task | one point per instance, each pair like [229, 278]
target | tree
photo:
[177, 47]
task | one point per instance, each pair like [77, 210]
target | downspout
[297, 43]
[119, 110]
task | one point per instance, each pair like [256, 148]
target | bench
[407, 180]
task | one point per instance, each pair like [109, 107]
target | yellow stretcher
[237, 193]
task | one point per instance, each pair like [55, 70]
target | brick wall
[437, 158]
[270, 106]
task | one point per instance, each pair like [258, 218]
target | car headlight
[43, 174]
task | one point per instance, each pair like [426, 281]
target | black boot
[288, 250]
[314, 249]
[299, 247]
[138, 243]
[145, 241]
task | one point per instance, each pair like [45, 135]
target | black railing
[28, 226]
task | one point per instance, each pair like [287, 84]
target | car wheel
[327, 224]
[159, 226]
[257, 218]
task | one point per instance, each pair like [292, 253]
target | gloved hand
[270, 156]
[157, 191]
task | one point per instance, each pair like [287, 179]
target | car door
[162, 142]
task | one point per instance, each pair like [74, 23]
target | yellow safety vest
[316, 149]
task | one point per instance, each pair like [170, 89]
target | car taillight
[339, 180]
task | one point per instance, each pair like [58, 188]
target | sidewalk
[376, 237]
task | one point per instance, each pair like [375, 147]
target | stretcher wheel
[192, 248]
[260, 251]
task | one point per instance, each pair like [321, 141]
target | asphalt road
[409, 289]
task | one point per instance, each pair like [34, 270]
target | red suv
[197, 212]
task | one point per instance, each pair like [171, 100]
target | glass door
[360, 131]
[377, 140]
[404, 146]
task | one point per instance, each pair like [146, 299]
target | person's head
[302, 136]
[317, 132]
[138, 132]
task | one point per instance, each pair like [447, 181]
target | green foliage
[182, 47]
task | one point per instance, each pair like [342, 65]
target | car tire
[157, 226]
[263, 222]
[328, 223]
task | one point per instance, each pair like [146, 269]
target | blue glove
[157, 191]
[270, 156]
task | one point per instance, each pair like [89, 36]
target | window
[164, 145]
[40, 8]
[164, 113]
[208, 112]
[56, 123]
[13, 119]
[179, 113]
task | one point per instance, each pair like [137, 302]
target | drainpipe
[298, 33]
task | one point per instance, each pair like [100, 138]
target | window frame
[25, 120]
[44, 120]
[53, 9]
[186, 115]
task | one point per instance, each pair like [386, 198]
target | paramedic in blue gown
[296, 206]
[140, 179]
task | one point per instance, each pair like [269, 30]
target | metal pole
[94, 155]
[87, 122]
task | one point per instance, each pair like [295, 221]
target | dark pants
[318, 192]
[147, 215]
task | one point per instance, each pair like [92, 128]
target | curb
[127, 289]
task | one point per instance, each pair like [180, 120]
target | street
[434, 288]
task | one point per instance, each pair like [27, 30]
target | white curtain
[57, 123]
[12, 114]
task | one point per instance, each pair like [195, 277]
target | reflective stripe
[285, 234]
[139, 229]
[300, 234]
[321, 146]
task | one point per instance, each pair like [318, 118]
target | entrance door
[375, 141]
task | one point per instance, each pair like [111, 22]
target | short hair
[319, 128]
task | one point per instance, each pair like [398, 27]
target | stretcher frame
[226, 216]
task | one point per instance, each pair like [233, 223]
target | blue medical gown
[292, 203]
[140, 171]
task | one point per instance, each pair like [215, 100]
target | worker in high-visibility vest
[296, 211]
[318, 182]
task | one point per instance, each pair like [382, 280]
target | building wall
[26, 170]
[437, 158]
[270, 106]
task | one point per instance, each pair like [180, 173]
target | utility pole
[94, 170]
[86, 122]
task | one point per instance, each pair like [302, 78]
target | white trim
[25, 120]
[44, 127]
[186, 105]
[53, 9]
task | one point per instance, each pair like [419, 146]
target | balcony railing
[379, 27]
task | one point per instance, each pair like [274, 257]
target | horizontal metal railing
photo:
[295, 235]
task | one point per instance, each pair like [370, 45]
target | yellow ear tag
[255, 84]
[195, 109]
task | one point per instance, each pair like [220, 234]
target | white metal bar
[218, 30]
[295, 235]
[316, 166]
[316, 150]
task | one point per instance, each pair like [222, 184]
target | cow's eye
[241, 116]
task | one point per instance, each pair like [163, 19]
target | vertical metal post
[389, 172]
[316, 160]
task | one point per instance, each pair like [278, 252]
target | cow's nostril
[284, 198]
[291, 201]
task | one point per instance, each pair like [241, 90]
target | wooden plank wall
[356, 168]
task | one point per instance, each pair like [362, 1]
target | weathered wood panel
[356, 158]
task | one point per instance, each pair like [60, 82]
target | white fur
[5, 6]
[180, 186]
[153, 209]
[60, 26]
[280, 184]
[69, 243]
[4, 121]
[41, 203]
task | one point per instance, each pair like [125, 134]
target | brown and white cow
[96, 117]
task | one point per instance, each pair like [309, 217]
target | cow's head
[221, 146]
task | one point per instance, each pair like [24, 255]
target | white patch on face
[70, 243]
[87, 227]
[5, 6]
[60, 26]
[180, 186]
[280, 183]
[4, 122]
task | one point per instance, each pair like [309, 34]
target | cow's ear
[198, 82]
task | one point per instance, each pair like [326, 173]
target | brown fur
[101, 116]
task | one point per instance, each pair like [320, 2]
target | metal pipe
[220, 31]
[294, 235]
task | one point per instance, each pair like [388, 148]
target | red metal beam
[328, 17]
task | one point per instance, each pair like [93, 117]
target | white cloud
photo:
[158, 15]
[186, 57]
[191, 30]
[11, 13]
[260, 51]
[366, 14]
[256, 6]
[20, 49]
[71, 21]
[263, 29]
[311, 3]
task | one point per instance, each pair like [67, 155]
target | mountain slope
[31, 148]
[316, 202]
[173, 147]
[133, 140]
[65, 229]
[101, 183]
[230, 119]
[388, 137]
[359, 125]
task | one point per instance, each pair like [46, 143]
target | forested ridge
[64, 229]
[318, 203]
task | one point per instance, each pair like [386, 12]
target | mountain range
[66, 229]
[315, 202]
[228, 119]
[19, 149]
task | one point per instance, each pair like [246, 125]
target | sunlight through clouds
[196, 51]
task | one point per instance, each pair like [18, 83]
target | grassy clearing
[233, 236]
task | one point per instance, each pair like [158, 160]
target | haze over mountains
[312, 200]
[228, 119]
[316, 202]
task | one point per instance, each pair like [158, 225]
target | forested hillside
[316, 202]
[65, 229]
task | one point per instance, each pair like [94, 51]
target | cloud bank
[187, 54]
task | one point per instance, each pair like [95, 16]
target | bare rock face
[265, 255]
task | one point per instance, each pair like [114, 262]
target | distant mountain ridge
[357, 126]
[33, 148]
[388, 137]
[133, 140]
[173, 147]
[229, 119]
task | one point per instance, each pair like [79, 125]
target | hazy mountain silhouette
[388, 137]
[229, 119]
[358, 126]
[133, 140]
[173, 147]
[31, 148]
_ _ _ _
Task objective. Starting with the line that contains "task | one point per instance, each pair like [320, 2]", output every line through the end of the listing above, unchanged.

Result of the exercise.
task | one point per instance, each pair like [320, 2]
target | metal pipe
[220, 31]
[294, 235]
task | one point per instance, each pair like [388, 148]
target | red metal beam
[328, 17]
task | one point per instance, each pair like [93, 117]
target | white cloud
photo:
[158, 15]
[186, 57]
[191, 30]
[11, 13]
[260, 51]
[366, 14]
[256, 6]
[20, 49]
[71, 21]
[263, 29]
[311, 3]
task | one point per instance, each pair like [67, 155]
target | mountain slope
[31, 148]
[316, 202]
[173, 147]
[133, 140]
[65, 229]
[101, 183]
[230, 119]
[388, 137]
[359, 125]
task | one point per instance, each pair like [46, 143]
target | forested ridge
[64, 229]
[318, 203]
task | one point per instance, each pair like [386, 12]
target | mountain range
[66, 229]
[315, 202]
[228, 119]
[19, 149]
task | one point per instance, each pair like [246, 125]
target | sunlight through clouds
[196, 51]
task | one point per instance, each pair like [18, 83]
target | grassy clearing
[233, 236]
task | one point per instance, each pair like [158, 160]
target | haze over mountains
[312, 200]
[228, 119]
[316, 202]
task | one point per instance, each pair like [158, 225]
target | forested hillside
[316, 202]
[65, 229]
task | one point per instance, each pair like [94, 51]
target | cloud bank
[187, 54]
task | one point per instance, each pair like [95, 16]
target | bare rock face
[265, 255]
task | one point per instance, each pair like [114, 262]
target | distant mountain ridge
[357, 126]
[33, 148]
[388, 137]
[133, 140]
[173, 147]
[229, 119]
task | one point per instance, each pair like [79, 125]
target | hazy mountain silhouette
[388, 137]
[229, 119]
[358, 126]
[133, 140]
[173, 147]
[31, 148]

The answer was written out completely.